Given task:
Reproduce every one of the records below word for word, keeping them in their original order.

Excerpts from a detection dataset:
○ ○ ○
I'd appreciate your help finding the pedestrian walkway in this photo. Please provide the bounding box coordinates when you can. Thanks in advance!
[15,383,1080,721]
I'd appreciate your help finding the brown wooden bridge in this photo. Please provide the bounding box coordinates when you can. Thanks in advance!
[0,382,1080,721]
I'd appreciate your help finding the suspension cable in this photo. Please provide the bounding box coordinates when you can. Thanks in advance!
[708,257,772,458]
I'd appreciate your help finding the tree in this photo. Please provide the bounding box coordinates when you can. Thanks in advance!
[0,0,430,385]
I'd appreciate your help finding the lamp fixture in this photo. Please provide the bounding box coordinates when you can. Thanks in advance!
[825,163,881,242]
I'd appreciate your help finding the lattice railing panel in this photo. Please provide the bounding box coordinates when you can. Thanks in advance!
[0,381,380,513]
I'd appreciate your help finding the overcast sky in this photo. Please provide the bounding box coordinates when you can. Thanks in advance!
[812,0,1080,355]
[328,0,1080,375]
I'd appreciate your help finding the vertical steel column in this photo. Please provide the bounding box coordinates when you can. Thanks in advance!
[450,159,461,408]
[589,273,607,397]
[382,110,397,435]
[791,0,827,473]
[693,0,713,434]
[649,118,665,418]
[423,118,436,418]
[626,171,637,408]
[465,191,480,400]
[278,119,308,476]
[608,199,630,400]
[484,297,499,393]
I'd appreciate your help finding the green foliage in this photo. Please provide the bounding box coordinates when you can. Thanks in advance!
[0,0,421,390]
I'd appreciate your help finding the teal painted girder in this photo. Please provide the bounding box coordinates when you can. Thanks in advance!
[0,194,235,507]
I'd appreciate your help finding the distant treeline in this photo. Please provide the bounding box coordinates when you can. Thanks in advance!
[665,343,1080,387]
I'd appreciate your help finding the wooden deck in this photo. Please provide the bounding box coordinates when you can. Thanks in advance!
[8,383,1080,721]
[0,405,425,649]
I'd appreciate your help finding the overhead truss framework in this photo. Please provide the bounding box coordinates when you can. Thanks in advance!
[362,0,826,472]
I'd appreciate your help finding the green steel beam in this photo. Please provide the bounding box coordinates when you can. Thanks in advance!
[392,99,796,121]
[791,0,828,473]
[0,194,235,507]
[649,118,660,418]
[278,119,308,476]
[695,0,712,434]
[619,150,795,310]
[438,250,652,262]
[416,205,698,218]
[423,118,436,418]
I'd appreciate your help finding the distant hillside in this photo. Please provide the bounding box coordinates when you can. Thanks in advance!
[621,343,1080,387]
○ ○ ○
Final result:
I'd appreciate your help finding the pedestrian walkway in this photo. Please provide the bounding box coordinates when you can. Thanks in advance!
[15,383,1080,721]
I'd appreciate your help finding the brown wooden bridge in this photo. Please provide the bounding box coordinates when you can. Thanks in advance!
[0,382,1080,721]
I'd appreciate your help finding the suspension cable in this photo. Please provide the bounding box coordinates when you can. Thanks in advance!
[708,257,772,458]
I'd appreciate your help finding the tree in this photo. Please provide the bounding box coordinates when you can. Thanks in advance!
[0,0,430,385]
I'd appreciate your help finding the lamp fixture in this photo. Please provide the bounding box coordinates when you can. Thanks in advance!
[825,163,881,242]
I'd appreciate your help finding the lattice railing panel in this photo. Please provide the bounding box coordinates when you can. Thanks in advance!
[0,381,380,513]
I'd appreciate your help finding the overcast sky in this photo. Please provide the bounding box coordinates when you can. Thanks in advance!
[812,0,1080,355]
[328,0,1080,375]
I'd appreciate your help finding the vertical steel column in this photo. Please provide the bounding box coordinates when you can. Thanks in advance!
[450,159,461,408]
[589,273,607,397]
[382,110,397,435]
[791,0,827,473]
[693,0,713,434]
[649,118,665,418]
[423,118,436,418]
[626,171,637,408]
[465,191,480,400]
[278,119,308,476]
[608,199,630,400]
[484,297,499,393]
I'd appreciate your help finding the green foliage in this photo. Please provide the bounding box coordinates when you can. Thanks in advance!
[0,0,421,390]
I'd appreciate your help finding the teal painted girder in this photo. Please provide the bounding box coordinates when you can. Thanks in advance!
[0,194,235,507]
I'd appreciate your help finding the distant treeline in this photo. Please provide the bounding box coordinates when you can. Thanks in advance!
[665,343,1080,387]
I'd appreciate your help finding the wooden deck in this photo. Please provide the bounding box coordinates when you can. Thanks in advance!
[8,383,1080,721]
[0,405,425,649]
I'd appreciate your help finding the overhead truss framework in this photo. Please provide the bounding box coordinates when you can. Thanks in advance!
[362,0,826,472]
I'd appreciate your help finding the green steel beam in this photo. Please provide the bounding box coordinates when you can. Thanks in advance!
[392,99,796,121]
[791,0,828,473]
[0,194,235,507]
[649,118,660,418]
[278,119,308,476]
[695,0,712,434]
[619,150,795,310]
[438,250,652,262]
[416,205,698,218]
[423,118,436,418]
I'd appreciate your help finding the distant hillside in this photo. Please provide the bounding box coordinates when you can. Thanks in advance!
[621,343,1080,387]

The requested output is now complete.